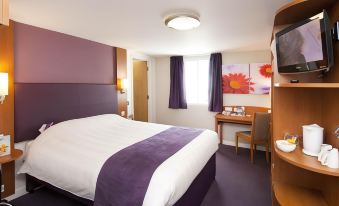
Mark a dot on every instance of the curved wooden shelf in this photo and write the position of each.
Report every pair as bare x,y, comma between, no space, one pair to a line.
307,85
299,159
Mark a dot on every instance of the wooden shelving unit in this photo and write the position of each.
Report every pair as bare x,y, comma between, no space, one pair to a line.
298,179
292,195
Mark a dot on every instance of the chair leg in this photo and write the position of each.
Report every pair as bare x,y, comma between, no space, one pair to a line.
252,148
236,143
267,153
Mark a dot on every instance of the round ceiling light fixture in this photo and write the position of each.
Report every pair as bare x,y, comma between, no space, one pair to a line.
183,21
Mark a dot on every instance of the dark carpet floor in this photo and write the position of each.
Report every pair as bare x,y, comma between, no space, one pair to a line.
238,183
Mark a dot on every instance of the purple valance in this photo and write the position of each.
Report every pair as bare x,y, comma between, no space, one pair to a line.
177,98
215,95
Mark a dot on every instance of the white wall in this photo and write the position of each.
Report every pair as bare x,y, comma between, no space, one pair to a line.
198,115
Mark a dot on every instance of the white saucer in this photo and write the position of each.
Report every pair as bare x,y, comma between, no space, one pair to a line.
310,153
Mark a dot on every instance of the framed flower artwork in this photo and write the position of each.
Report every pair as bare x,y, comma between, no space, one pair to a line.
247,78
236,79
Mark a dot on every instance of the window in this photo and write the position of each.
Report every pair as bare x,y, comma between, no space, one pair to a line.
196,80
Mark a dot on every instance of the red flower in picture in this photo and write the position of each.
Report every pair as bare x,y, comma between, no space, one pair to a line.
266,70
237,83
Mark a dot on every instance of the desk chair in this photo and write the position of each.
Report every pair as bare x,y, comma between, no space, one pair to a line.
259,135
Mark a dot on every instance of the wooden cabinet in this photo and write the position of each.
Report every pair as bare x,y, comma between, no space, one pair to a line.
4,12
296,178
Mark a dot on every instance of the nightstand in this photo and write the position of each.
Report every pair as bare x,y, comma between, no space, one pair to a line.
15,154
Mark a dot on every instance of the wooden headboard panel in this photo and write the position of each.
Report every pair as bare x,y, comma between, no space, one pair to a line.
37,104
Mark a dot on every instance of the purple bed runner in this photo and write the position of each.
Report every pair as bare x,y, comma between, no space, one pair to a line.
125,176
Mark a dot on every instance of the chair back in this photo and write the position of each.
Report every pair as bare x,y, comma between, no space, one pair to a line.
261,126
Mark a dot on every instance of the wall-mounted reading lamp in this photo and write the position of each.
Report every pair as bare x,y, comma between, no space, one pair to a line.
122,85
3,86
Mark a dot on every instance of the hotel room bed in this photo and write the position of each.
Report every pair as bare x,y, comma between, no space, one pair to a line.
70,155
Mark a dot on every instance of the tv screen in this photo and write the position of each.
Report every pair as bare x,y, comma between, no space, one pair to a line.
306,46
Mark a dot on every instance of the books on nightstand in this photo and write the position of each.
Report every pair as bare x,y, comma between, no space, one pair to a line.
5,145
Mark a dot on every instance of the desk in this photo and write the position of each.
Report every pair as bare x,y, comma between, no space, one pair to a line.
245,120
5,160
220,119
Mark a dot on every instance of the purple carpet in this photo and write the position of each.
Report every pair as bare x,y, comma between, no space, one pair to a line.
238,183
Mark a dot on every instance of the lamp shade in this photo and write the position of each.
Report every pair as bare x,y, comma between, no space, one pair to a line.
3,84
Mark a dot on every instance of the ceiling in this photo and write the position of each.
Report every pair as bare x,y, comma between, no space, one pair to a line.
226,25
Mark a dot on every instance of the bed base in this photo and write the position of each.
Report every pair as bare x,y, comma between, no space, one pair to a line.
193,196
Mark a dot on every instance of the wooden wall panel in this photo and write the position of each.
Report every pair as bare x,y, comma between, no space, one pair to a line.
294,107
121,59
7,109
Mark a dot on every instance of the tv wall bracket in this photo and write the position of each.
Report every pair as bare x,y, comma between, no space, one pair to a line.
335,31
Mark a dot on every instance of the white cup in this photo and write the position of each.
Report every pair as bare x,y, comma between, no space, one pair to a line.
323,151
332,160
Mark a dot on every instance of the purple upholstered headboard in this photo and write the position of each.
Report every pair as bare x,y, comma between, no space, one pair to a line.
40,103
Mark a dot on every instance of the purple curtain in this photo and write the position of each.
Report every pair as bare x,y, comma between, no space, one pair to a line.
177,99
215,95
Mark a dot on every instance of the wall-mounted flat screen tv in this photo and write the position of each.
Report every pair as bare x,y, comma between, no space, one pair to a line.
305,46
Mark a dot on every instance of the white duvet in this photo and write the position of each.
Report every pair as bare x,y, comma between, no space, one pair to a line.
69,155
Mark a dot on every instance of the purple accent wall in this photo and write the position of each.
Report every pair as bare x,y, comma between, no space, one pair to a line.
43,56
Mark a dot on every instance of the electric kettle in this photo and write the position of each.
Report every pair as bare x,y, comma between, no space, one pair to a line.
313,136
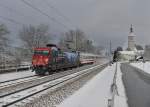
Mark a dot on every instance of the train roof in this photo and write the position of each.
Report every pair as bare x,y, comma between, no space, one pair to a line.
88,54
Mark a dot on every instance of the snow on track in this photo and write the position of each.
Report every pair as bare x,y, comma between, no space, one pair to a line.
143,66
15,75
11,99
95,93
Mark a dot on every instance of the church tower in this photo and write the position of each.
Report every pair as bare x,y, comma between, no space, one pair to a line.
131,40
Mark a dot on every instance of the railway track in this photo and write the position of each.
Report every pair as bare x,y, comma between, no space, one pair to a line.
18,96
19,81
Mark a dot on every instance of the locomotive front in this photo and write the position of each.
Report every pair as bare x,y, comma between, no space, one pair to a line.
40,60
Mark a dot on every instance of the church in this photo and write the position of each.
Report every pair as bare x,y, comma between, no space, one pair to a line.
131,52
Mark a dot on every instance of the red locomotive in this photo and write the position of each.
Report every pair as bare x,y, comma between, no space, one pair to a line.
51,58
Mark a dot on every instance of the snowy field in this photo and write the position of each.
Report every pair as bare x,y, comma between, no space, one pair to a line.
143,66
14,75
97,91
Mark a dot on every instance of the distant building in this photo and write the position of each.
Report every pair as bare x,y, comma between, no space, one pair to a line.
131,40
147,52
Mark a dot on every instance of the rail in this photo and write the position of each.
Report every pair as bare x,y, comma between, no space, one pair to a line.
9,68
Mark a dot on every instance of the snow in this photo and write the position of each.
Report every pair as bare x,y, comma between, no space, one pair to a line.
143,66
95,93
15,75
120,99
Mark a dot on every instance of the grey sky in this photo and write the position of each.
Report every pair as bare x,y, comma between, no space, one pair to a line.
102,20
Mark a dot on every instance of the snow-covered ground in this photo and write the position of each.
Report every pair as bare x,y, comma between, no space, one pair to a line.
120,100
14,75
97,91
143,66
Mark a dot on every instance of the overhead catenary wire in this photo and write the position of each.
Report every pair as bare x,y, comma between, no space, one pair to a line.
13,10
43,13
11,20
50,5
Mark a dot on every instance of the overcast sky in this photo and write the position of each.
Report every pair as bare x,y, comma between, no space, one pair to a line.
102,20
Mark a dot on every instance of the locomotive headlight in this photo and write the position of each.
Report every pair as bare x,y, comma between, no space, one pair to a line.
46,60
34,60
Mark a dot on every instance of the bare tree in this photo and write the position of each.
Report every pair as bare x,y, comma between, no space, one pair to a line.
3,36
76,40
35,36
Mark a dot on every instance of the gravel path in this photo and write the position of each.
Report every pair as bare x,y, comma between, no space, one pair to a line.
51,99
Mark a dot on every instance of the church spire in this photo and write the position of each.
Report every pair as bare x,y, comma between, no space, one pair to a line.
131,29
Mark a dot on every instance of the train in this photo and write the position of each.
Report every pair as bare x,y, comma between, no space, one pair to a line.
51,58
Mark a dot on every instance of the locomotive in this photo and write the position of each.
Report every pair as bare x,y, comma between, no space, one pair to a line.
51,58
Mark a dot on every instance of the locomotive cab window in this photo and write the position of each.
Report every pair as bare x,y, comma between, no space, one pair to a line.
41,52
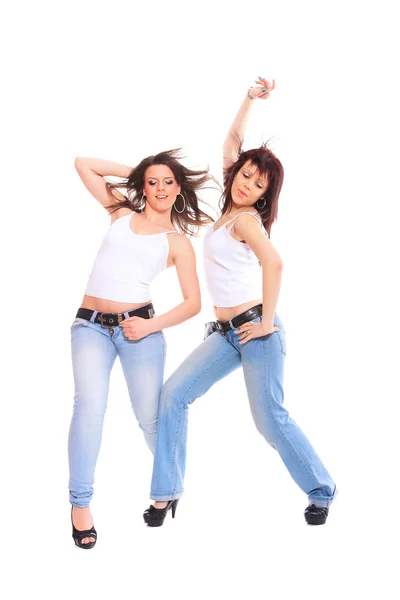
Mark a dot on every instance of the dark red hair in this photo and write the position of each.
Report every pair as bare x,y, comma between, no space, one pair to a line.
266,163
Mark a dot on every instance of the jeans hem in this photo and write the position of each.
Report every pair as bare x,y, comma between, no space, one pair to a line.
78,505
165,497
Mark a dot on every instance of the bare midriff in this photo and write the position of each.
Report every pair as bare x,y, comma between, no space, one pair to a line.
224,313
109,305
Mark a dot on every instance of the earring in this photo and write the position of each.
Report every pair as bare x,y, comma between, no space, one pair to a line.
184,204
265,202
143,201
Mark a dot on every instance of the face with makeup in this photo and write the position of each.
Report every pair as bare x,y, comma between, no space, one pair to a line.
160,188
248,186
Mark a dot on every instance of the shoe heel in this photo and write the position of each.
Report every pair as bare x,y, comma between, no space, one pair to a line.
173,507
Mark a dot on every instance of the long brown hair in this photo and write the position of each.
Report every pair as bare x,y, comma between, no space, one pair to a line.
266,163
192,217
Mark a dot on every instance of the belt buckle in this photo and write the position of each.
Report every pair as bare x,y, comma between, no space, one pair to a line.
111,321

[WHAT THE TASK ASKS] Collect the complete line wherever the string "chair" appears in the records.

[REPLY TO THE TASK]
Mark a dot on every instance of the chair leg in this photo and write the position of each.
Mark a dot on every instance of the desk chair in this photo and write the position of each.
Mark a dot on every instance of the chair back in this photo and write the position of each.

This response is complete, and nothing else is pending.